Count the lines in the entries below that contain the word "every". Reply with only that number.

Listed records:

** START **

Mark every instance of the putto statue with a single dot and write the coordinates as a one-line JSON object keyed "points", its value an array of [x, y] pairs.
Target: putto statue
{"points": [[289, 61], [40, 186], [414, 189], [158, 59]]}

** END **
** START **

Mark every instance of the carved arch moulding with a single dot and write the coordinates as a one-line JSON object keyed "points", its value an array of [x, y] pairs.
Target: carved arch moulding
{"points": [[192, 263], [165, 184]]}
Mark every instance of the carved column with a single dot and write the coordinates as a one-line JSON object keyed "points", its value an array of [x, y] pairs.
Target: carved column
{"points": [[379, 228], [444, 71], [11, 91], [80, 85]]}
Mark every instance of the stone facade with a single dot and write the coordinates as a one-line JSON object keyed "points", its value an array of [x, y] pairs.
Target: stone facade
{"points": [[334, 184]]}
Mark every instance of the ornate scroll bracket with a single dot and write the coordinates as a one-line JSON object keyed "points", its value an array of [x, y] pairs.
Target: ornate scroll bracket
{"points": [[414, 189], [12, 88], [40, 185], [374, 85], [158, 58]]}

** END **

In response: 5